■ 課題 a ■
記録のうち、「locate bus roof -- one point per instance」を含む行から記録の末尾までをすべて、「bus tire」を「vehicle tire」に置き換え、それ以外は変更せずに示してください。画像は回答に含めないでください。

■ 本文 ■

* * *

お知らせ

イスタンブールを旅してきました。目的は、ミマール・シナン(正しい発音はスィナン)の建てたモスクやメドレセ・ハマムなどや、ビザンティン帝国時代の聖堂の見学でした。でも、修復中のものもあり、外観すら望めないところも多く・・・ 詳しい事柄は忘れへんうちにに記事をのせます。

2013年8月21日水曜日

ペロポネソス半島2 コリントス遺跡10 アクロコリントス2


道が続くままに登っていくと、城壁に突き当たった。
左側には城壁が折れ曲がって続いている。
城壁の途切れた箇所から見下ろすと、向こうに低い岩山、手前にオリーブ畑。
右へと急ぐ。人の声が段々と大きくなってきた。頂上はもうすぐ。
あれがアフロディテ神殿?
頂上の神殿にしては外観がおかしい。やっと気づいた。これは頂上ではなく、第3城門に入ってから行く手に度々立ちはだかった、あのドンジョンではないか。

④ ドンジョン
ミシュラングリーンガイドは、ドンジョンは13、14世紀のモレアの王族、ヴィルアルドゥアン家所有のフランク族の城跡を見下ろしている。1305年、イザベル・ド・ヴィルアルドゥアンとその夫フィリップ・ド・サヴォワに召集されたモレアとアッティカのフランク族諸侯たちが、その城に集まり、1000人以上の騎士を競わせる馬上槍試合に参加したという。
それだけで、ドンジョンそのものの説明はなかった。
さっきから聞こえていた声は、頂上に着いて景色を眺めている人達の声ではなく、修復作業を行っている人達の話し声だったのだ。
頂上は右向こうの山だったことは分かっていたはずなのに、どこで間違えてしまったのだろう。
すでに11時6分。駐車場には11時20分には着かないといけないというのに。
14分で頂上まで登って景色を眺め、そして下るということは不可能だった。せめてドンジョンから頂上の写真でも撮っておこう。
頂上にはアフロディテ神殿の石材と、2人の人物が見えた。

⑩ アフロディテ神殿
『ミシュラン・グリーンガイドギリシア』は、アクロコリントス(標高574m)の頂には、有名なアフロディテ神殿があり、1本の円柱が立っていて人目をひく。そこからは素晴らしいパノラマが広がっている。北は、コリントス地峡の先パルナッソス山まで、東はアッティカを、南はペロポネソス半島の山々を望むという。

* * *

■ 提示記録 ■
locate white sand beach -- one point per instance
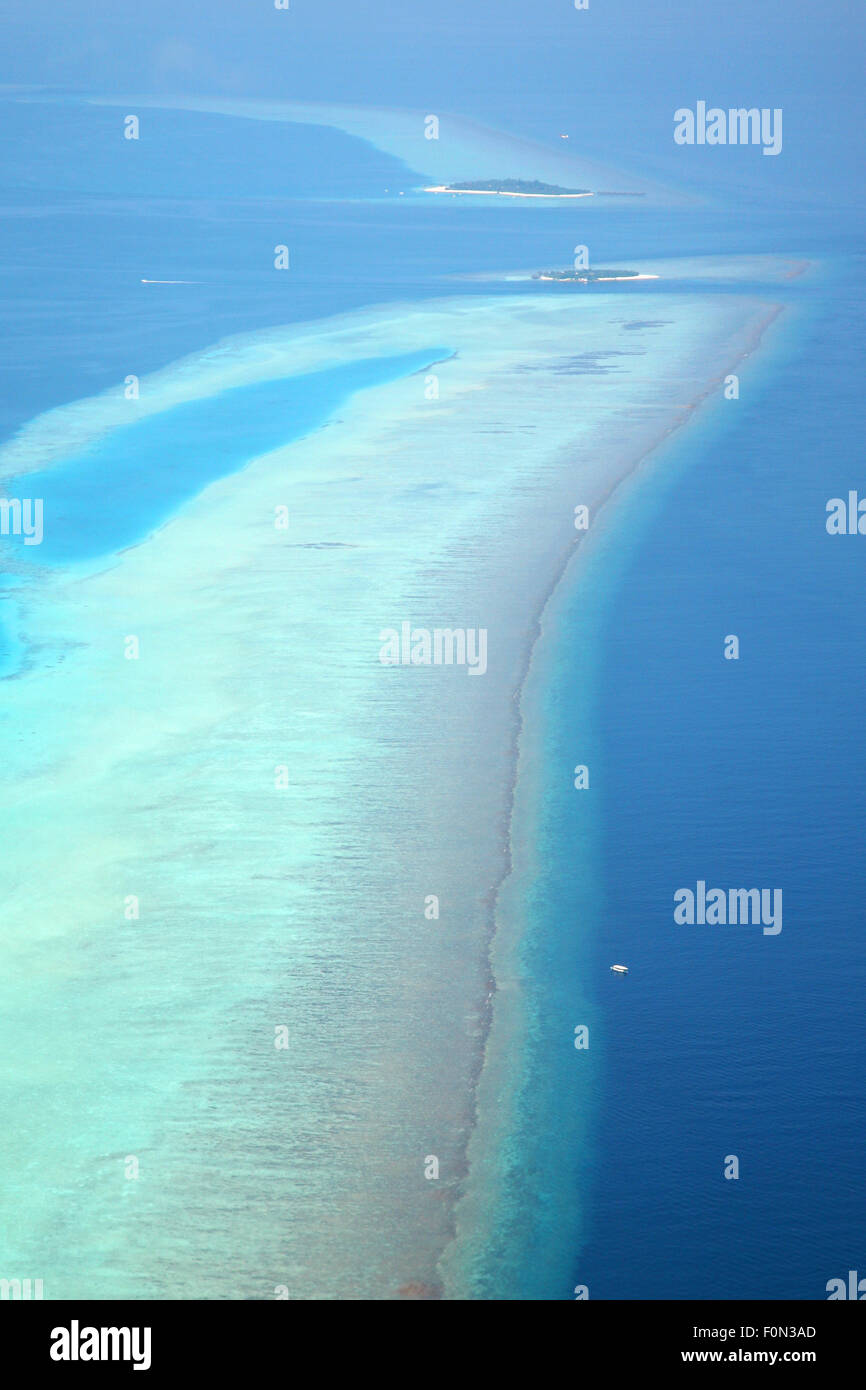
(448, 503)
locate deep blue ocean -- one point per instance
(742, 773)
(720, 1041)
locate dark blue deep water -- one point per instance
(742, 773)
(751, 773)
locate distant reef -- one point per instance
(516, 186)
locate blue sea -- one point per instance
(752, 772)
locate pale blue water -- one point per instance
(699, 767)
(720, 1041)
(132, 480)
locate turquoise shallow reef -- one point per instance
(239, 1030)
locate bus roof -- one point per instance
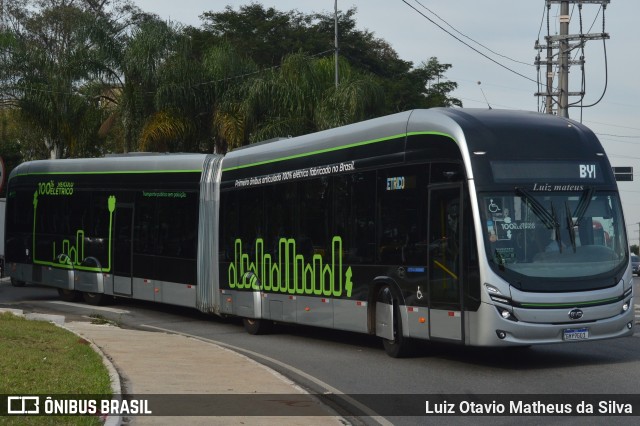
(147, 163)
(499, 132)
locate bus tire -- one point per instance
(17, 283)
(68, 295)
(95, 299)
(256, 326)
(400, 346)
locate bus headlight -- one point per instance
(506, 314)
(626, 306)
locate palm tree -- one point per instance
(298, 97)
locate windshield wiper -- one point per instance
(571, 226)
(583, 204)
(581, 208)
(549, 219)
(556, 227)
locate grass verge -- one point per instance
(39, 358)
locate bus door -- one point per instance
(122, 250)
(446, 313)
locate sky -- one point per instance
(492, 57)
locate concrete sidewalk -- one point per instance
(152, 363)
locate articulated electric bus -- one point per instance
(478, 227)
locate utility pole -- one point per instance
(563, 44)
(335, 40)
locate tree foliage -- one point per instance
(88, 77)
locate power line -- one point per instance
(468, 45)
(471, 39)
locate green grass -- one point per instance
(39, 358)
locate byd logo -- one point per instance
(587, 171)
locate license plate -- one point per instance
(575, 334)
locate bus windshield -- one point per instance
(560, 235)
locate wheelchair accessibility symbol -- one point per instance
(493, 207)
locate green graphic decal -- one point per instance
(291, 273)
(72, 255)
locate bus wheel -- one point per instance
(17, 283)
(95, 299)
(68, 295)
(256, 326)
(400, 346)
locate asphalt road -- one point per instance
(326, 361)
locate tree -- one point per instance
(296, 98)
(268, 36)
(53, 58)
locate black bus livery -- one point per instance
(477, 227)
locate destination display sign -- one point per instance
(551, 171)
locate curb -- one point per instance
(114, 377)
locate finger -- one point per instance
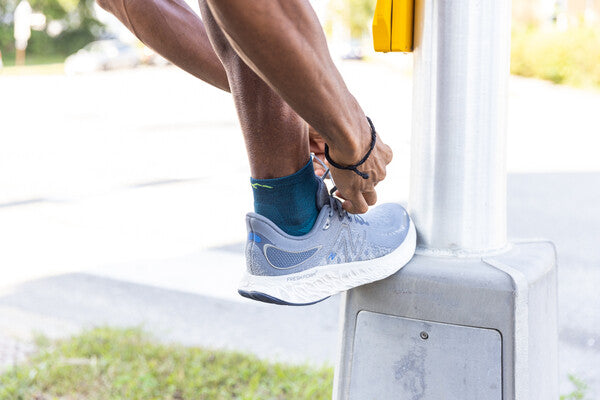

* * *

■ 課題 b ■
本文の「右へと急ぐ。人の声が段々と大きくなってきた。頂上はもうすぐ。」から「馬上槍試合に参加したという。」までを、一字一句違えずに書き写してください。

■ 出力結果 a ■
locate bus roof -- one point per instance
(147, 163)
(499, 132)
locate vehicle tire -- one point per instance
(17, 283)
(68, 295)
(95, 299)
(256, 326)
(400, 346)
locate bus headlight -- one point per instance
(506, 314)
(626, 306)
locate palm tree -- one point per instance
(298, 97)
locate windshield wiper -- one point per instance
(571, 226)
(583, 204)
(581, 208)
(549, 219)
(556, 227)
locate grass verge -- one point per instance
(39, 358)
locate bus door -- one point per instance
(122, 250)
(446, 313)
locate sky -- one point per instance
(492, 57)
locate concrete sidewalk -- one point per instance
(152, 363)
locate articulated electric bus -- one point per instance
(478, 227)
locate utility pole -- one point per instance
(563, 44)
(335, 40)
locate tree foliage -- one point per instance
(88, 77)
locate power line -- one point per instance
(468, 45)
(471, 39)
locate green grass -- one point per instance
(39, 358)
locate byd logo -- one point per instance
(587, 171)
locate license plate -- one point per instance
(575, 334)
locate bus windshield -- one point per instance
(560, 235)
locate wheelchair accessibility symbol -- one point per instance
(493, 207)
locate green graphic decal -- one point per instance
(291, 273)
(72, 255)
locate bus wheel -- one point per instance
(17, 283)
(95, 299)
(68, 295)
(256, 326)
(400, 346)
locate asphalt road -- one point per instance
(326, 361)
locate tree -- one point per instance
(296, 98)
(268, 36)
(53, 58)
locate black bus livery -- one point per instance
(477, 227)
locate destination display sign -- one point per instance
(551, 171)
locate curb -- one point per instance
(114, 377)
locate finger -- one point per instance

■ 出力結果 b ■
右へと急ぐ。人の声が段々と大きくなってきた。頂上はもうすぐ。
あれがアフロディテ神殿?
頂上の神殿にしては外観がおかしい。やっと気づいた。これは頂上ではなく、第3城門に入ってから行く手に度々立ちはだかった、あのドンジョンではないか。

④ ドンジョン
ミシュラングリーンガイドは、ドンジョンは13、14世紀のモレアの王族、ヴィルアルドゥアン家所有のフランク族の城跡を見下ろしている。1305年、イザベル・ド・ヴィルアルドゥアンとその夫フィリップ・ド・サヴォワに召集されたモレアとアッティカのフランク族諸侯たちが、その城に集まり、1000人以上の騎士を競わせる馬上槍試合に参加したという。